▸ **PASSAGE SHOWN**
◇ ◇ ◇

Friday, July 4th, 2008

When I finally write the compiler for my super-language, I want to make it nice and modular - i.e. make it very easy to compile different languages, target different architectures and include different optimizations.

In order to achieve this I will need to have some kind of intermediate form in which pieces of code in various states of compilation to be transmitted from one module to another.

This form should be as simple as possible but should also make it possible to express all the complexities that occur in real code. In short, it will need to be a tree structure.

While I'm not convinced that the Lisp idea of "code without syntax" is a great one (I think every available visual/syntactical clue makes it easier to understand unfamiliar code) I have to admit that the lisp data structures (SExps and Lists) are perfect for this role. I wouldn't expect people to be reading large quantities of this code but it's handy to be able to print it out for debugging purposes.

A Symbol (what lispers call a SExp, S-Expression or Symbolic Expression) is either an Integer, a String, an Atom, a List or a Vector. Integers are what you'd expect them to be. Strings are used to hold things like variable names. Atoms are displayed as strings but treated as unique, opaque integers internally. All you do with an Atom is compare it to another Atom and see if they are the same. See Stringy Identifiers for another perspective on these. This is not quite the same as the lisp usage of the word, where integers are also atoms.

A List (delimited with parentheses) is effectively an object. It consists one or more Symbols, the first of which must be an Atom. It has a type, which is represented by its Atom and the number and types of the following Symbols.

A Vector [delimited with square brackets] is effectively an array of length possibly not known until run-time. This can be used for a sequence of statements (for example) or for the bytes in the compiled program before it is output to disk. Lisp doesn't distinguish between lists and vectors but I think it is useful to keep them separate.

It is not a coincidence that this is quite similar to the RTL of GCC. Many of the same problems are being solved, and I was learning about RTL when I came up with this. However, this structure is a little more general-purpose and a little simpler. In particular it can also be used for front-ends.

These expressions will generally be manipulated by pattern matchers - that is, we search through the program for an object matching some characteristics, perform some transformation on it and then substitute the result for the original object.

◇ ◇ ◇

▸ **DATA ROWS**
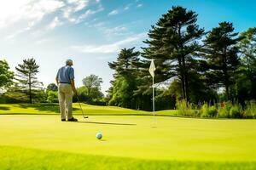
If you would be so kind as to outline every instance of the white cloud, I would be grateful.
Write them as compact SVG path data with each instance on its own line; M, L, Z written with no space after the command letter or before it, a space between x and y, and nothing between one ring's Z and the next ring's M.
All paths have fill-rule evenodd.
M109 54L109 53L118 53L122 48L127 45L134 44L138 42L142 39L145 38L146 33L140 33L133 35L132 37L126 37L124 40L118 41L110 44L103 45L83 45L83 46L73 46L72 48L74 50L84 53L84 54Z
M118 14L119 14L119 11L117 9L114 9L114 10L111 11L110 13L108 13L108 15L115 15Z
M53 30L56 26L61 26L63 23L60 21L59 18L57 16L55 17L55 19L51 21L51 23L46 27L47 30Z
M142 6L143 6L142 3L137 5L137 8L140 8L140 7L142 7Z
M8 27L18 21L38 22L46 14L63 7L58 0L9 0L0 1L0 27Z
M113 37L113 36L124 36L130 34L128 29L124 26L119 26L113 28L105 28L103 30L104 35L107 37Z
M67 0L67 3L73 5L73 12L78 12L88 6L89 0Z
M126 7L125 7L125 10L128 10L130 8L130 7L129 6L126 6Z
M79 0L70 0L70 1L79 1ZM96 9L87 9L84 14L77 16L74 14L76 12L73 7L67 7L63 9L63 17L66 18L72 23L78 24L84 20L84 19L88 18L89 16L103 11L104 8L100 4L98 5Z

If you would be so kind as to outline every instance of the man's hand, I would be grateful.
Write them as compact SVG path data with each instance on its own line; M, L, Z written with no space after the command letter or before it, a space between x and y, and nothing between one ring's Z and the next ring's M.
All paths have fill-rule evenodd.
M74 83L74 80L73 79L71 79L70 80L70 82L71 82L71 86L72 86L72 89L73 89L73 92L75 95L78 95L78 91L76 89L76 86L75 86L75 83Z
M78 95L78 91L76 88L73 89L73 94L75 94L76 96Z

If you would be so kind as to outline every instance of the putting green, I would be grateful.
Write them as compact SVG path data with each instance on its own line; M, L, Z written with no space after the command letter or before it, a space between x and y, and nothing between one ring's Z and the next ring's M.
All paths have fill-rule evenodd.
M144 160L256 161L256 120L78 117L62 122L56 115L0 115L0 145Z

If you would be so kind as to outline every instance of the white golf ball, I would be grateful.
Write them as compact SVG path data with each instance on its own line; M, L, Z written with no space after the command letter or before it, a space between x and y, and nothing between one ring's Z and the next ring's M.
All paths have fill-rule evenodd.
M102 137L103 137L103 136L102 136L102 133L96 133L96 139L102 139Z

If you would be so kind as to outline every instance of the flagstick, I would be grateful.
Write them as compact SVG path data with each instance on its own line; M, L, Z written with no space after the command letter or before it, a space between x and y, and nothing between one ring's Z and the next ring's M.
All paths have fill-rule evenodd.
M152 78L152 90L153 90L153 114L154 116L154 76Z

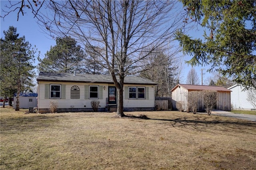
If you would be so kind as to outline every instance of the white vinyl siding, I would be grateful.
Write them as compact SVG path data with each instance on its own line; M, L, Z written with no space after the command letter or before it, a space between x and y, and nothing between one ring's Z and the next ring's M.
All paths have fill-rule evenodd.
M231 102L234 110L248 110L254 109L253 106L247 100L247 91L245 87L238 84L229 88L232 91Z
M155 93L153 86L145 85L142 87L141 85L136 87L144 87L145 90L145 99L137 99L136 100L129 99L128 87L134 87L129 85L124 85L124 107L154 107Z
M65 83L66 99L55 99L45 98L45 93L46 84L54 84L54 82L40 81L38 83L38 108L48 109L50 105L50 102L53 100L56 100L58 102L58 108L91 108L91 101L97 100L100 101L99 108L104 108L106 106L106 98L108 97L107 84L97 84L96 83ZM60 83L62 86L64 83ZM74 86L77 86L80 89L80 98L71 99L70 89ZM90 85L98 86L99 91L99 98L98 99L89 99L89 87ZM113 85L109 85L113 86ZM129 99L128 95L125 95L125 92L128 91L128 87L132 87L133 85L125 85L124 93L124 107L154 107L155 97L154 86L144 85L145 88L145 99ZM103 87L105 86L105 90ZM142 86L138 86L141 87ZM102 93L101 92L102 89ZM126 89L127 90L126 91ZM47 94L49 94L49 93ZM127 98L125 99L127 96ZM71 106L72 107L71 107ZM84 107L84 106L86 106Z
M91 101L92 100L97 100L100 101L100 108L105 107L106 106L106 99L108 97L107 88L105 90L103 89L103 87L107 87L108 84L101 84L100 85L96 84L89 84L82 83L66 83L65 84L66 86L66 99L63 100L54 99L45 99L45 95L47 94L45 93L46 84L54 84L54 82L40 82L38 84L38 108L39 109L48 109L49 108L50 102L51 101L56 100L58 102L58 108L91 108ZM63 83L61 83L62 87L63 86ZM78 86L80 89L80 99L71 99L70 89L74 85ZM98 86L99 89L99 97L98 99L89 99L88 87L90 85ZM86 87L88 87L88 91L86 93ZM100 90L102 89L101 92ZM48 93L48 94L49 94ZM71 107L71 106L72 107ZM86 106L84 107L84 106Z
M60 99L61 85L57 84L50 84L50 99Z

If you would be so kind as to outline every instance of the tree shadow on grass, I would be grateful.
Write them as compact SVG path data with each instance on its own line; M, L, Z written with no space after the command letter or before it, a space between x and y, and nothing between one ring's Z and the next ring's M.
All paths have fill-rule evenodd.
M210 118L212 120L207 120L209 117L182 117L173 119L158 119L150 118L145 115L139 115L134 116L128 114L126 115L126 118L148 120L156 120L163 121L158 122L159 124L168 125L169 127L179 128L186 131L186 129L197 130L198 131L210 131L218 130L218 133L221 131L241 132L255 134L256 130L256 122L242 120L241 119L230 119L230 120L223 120L220 116L212 116ZM191 120L193 119L193 120Z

◇ ◇ ◇

▸ **REQUESTS**
a. In the compiler post, what delimits a Vector?
b. Please list every kind of thing that the compiler post says a Symbol can be.
c. Write the next part of the compiler post, picking up after its last sentence.
The material has no connection to the compiler post.

▸ **ANSWERS TO THE EXERCISES**
a. Square brackets.

b. Integer, String, Atom, List, Vector

c.
For example, here is a part of an x86 assembler written in a hypothetical language which has support for these Symbols built in:

    with(x) {
        match (`jmp` d:Int):
            if (isSByte(d))
                becomes (`db` [0xeb d]);
            else
                becomes (`db` [0xe9 bytesFromDWord(d)]);
        ...
    }

This matches a List which consists of the `jmp` atom followed by an integer (which we will call d). We pass that integer to a function and (depending on the result) we emit one of two possible forms of the x86 JMP instruction. As "bytesFromDWord" is known to be a function and not an Symbol, it is evaluated and the result placed into the vector rather than two Symbols (bytesFromDWord and (d)) being created and placed into the vector.

This works just as well for the front end. The "unless" statement that I have written about before can be broken down using this code:

    match (`unless` condition): becomes (`if` (`!` condition));

And we should have this optimization as well, in case condition is itself a negated condition:

    match (`!` (`!` x)): becomes (x);

Quite a lot of the compiler can be written very easily and tersely this way. There are some complications to do with the order in which transformations are applied, though - we would rather avoid having to specify that explicitly and let the computer figure it out. But the order might depend in quite a complicated way on the context. One way to deal with this might be to keep the pre-transformed Symbol around and continue to match against it even after it has been replaced. Another might be for transformations to transform other transformations as they are applied to the Symbols. I haven't quite figured this bit out yet. This seems like one of those problems that might be technically intractable but always works out to be fast enough in practice.

With some cleverness, it ought to be possible to write a very good compiler this way. Great speed is possible as no string handling is done after the initial parsing phase and symbol table lookups (e.g. we don't write out assembler instructions and rely on a separate assembler to assemble them, though we could still easily obtain assembly code if necessary by having a separate output module.) Many speed improvements are possible (e.g. by performing some transformations when the compiler is compiled).

But the really great thing about this scheme is that code for the compiler is completely self-describing - it's exactly the code one would hope to be able to write.

Having a set format for code also enables the scenario I wrote about in Compiler compilers.

Finally, this structure works just as well for disassemblers and decompilers as it does for compilers and assemblers. Some of the algorithms will be different most of the transformations probably cannot be reversed directly but many of the same patterns show up.

Posted in algorithms, language | 1 Comment »

Plug-ins should not be in the same address space as the main process

Friday, June 27th, 2008

After some thought I have come to the conclusion that a software architecture which allows third-party code to run in the same process as the main program is a bad idea.

The first problem with such an architecture is reliability - how do you protect yourself against bugs in the third-party code? The short answer is that you can't - the plugin has the ability to stomp all over your process's invariants. The best you can do is terminate the process when such a situation is detected.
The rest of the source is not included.